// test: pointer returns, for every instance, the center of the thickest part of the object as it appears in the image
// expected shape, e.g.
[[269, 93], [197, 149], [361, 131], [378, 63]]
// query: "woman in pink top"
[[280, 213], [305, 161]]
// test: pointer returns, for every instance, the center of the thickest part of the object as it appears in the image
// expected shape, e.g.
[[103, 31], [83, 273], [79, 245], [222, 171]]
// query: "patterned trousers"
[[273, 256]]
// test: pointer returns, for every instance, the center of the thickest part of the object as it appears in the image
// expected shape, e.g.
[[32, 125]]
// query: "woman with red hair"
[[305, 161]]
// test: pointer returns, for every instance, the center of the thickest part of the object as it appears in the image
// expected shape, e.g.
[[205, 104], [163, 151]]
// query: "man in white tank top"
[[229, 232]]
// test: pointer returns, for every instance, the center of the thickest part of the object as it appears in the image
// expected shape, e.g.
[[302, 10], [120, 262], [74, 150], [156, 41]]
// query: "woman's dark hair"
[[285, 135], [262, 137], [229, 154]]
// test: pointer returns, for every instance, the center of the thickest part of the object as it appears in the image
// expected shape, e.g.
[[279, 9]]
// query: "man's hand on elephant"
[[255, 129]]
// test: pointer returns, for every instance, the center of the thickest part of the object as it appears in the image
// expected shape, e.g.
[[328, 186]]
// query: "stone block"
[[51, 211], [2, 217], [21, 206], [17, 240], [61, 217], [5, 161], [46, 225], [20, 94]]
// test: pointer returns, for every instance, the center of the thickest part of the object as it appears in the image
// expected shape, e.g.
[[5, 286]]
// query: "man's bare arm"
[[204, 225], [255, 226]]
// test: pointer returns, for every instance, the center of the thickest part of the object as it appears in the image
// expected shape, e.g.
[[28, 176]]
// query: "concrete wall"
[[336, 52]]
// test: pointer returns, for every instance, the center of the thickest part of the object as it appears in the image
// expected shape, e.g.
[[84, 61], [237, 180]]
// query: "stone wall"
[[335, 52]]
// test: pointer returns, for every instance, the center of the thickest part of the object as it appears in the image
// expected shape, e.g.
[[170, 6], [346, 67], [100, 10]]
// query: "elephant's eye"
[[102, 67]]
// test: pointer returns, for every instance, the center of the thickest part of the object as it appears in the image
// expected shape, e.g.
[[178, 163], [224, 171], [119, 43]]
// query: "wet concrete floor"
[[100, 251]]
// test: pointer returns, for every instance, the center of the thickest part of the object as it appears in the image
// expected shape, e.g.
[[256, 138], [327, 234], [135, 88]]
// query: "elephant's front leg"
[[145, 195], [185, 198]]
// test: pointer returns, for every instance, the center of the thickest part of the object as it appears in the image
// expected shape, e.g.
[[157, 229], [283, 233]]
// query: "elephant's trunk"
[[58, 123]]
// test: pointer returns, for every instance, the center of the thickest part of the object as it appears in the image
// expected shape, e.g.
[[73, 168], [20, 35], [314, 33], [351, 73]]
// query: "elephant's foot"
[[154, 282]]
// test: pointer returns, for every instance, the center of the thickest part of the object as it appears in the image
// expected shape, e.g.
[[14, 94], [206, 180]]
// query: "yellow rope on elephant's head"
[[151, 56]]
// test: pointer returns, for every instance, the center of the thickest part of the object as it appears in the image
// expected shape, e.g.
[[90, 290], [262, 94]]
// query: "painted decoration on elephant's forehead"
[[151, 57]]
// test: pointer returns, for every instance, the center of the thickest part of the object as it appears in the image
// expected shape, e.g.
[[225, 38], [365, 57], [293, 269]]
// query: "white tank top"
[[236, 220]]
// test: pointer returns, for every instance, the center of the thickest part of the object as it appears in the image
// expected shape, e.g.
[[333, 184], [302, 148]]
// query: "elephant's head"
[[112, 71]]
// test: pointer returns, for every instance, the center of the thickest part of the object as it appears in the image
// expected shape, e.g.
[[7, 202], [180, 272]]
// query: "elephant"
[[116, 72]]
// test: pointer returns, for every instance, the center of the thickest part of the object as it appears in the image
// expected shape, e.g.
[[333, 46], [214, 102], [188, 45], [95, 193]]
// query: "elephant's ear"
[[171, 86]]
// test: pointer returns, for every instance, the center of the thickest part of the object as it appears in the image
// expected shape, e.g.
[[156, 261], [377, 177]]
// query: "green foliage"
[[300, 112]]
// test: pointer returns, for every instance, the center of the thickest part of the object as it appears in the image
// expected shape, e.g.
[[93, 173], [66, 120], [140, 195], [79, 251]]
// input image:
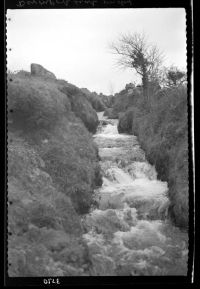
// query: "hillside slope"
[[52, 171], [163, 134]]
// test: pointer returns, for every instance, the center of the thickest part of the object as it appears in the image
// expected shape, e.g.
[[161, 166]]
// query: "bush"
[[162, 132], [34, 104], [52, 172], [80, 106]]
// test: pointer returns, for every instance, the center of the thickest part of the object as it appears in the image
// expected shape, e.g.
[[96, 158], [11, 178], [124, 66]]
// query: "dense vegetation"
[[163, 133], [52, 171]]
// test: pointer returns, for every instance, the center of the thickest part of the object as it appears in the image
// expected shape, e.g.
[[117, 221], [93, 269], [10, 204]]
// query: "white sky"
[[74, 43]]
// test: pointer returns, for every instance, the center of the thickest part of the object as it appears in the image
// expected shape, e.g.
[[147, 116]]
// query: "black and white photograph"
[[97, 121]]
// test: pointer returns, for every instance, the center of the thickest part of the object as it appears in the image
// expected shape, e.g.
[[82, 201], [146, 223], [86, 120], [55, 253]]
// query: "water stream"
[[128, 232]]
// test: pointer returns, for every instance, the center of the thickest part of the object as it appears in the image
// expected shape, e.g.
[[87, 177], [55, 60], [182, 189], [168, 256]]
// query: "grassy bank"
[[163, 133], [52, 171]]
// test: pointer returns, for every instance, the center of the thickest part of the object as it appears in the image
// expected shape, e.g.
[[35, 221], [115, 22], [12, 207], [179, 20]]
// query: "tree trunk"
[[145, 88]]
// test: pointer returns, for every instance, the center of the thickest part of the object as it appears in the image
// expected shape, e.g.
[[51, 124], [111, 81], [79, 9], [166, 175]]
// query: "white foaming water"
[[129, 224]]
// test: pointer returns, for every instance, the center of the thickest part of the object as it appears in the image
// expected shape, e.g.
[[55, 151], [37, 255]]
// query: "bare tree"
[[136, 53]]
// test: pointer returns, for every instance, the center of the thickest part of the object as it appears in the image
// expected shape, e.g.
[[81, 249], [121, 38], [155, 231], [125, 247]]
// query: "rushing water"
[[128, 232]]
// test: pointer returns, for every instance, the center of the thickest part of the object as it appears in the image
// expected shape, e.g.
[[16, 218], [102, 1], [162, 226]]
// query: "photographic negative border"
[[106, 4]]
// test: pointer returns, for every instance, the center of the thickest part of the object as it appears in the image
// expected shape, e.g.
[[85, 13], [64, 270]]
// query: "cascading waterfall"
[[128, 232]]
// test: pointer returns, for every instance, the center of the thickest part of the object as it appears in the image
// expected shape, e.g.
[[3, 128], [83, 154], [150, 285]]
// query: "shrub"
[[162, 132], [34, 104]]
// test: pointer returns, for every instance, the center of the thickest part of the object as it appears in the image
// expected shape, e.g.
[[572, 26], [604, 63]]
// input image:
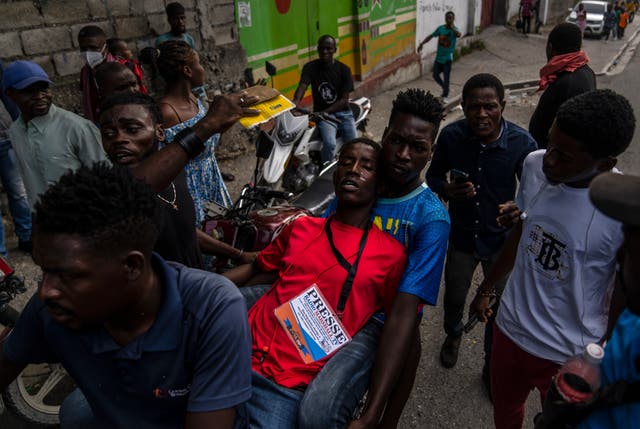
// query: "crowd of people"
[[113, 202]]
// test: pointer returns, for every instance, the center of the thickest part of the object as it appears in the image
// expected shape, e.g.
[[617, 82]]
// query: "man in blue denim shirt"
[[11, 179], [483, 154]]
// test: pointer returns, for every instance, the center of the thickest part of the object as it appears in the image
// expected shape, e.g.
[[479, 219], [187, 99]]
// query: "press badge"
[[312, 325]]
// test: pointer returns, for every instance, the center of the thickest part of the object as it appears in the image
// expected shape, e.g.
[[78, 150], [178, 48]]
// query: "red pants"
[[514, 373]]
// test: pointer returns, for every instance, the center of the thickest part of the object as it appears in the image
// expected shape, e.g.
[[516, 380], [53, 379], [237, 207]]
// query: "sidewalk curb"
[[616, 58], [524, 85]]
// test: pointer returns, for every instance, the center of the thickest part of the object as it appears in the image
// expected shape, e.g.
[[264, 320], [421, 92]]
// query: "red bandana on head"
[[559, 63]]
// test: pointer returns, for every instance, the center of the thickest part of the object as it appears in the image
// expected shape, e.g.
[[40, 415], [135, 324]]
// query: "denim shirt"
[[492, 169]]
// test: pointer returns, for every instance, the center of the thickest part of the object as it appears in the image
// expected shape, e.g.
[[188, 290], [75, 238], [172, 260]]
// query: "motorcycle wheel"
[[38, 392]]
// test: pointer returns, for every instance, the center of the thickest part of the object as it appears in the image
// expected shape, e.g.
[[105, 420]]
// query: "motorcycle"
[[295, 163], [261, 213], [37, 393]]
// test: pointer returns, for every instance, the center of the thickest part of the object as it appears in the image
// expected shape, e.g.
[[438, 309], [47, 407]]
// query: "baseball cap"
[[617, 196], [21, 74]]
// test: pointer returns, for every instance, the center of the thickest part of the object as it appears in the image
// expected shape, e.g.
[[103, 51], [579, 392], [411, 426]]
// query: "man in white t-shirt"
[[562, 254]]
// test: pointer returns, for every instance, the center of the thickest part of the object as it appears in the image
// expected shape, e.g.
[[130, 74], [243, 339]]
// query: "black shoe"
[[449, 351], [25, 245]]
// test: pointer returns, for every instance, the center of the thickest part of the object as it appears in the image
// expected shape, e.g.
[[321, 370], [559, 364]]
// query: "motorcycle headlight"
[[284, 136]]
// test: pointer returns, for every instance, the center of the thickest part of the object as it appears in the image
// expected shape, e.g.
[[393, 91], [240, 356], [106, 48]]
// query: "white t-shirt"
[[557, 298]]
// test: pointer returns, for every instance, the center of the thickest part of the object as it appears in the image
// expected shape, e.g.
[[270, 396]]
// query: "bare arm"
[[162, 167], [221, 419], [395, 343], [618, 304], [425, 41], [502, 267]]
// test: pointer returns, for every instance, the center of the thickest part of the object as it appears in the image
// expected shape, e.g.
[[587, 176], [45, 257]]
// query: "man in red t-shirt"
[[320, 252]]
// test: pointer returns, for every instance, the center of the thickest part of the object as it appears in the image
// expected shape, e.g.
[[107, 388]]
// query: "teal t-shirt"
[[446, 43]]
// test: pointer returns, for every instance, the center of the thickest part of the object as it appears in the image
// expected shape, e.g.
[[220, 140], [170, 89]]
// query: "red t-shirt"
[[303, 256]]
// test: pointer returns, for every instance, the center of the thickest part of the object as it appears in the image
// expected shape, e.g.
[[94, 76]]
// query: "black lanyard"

__EXERCISE PROMPT__: The reply should hold only the lines of the listing above starting at the line containing "[[161, 166]]" and ending at the line containing "[[96, 158], [11, 178], [124, 66]]", exactly as written.

__OUTPUT OF THE TASK__:
[[161, 166]]
// query: "bush"
[[162, 132], [34, 104], [52, 172], [80, 106]]
// test: pointer returns, for every instance, the center of the thickest part of the object as it appears in the image
// expected shape, e.g.
[[96, 158], [11, 178], [124, 66]]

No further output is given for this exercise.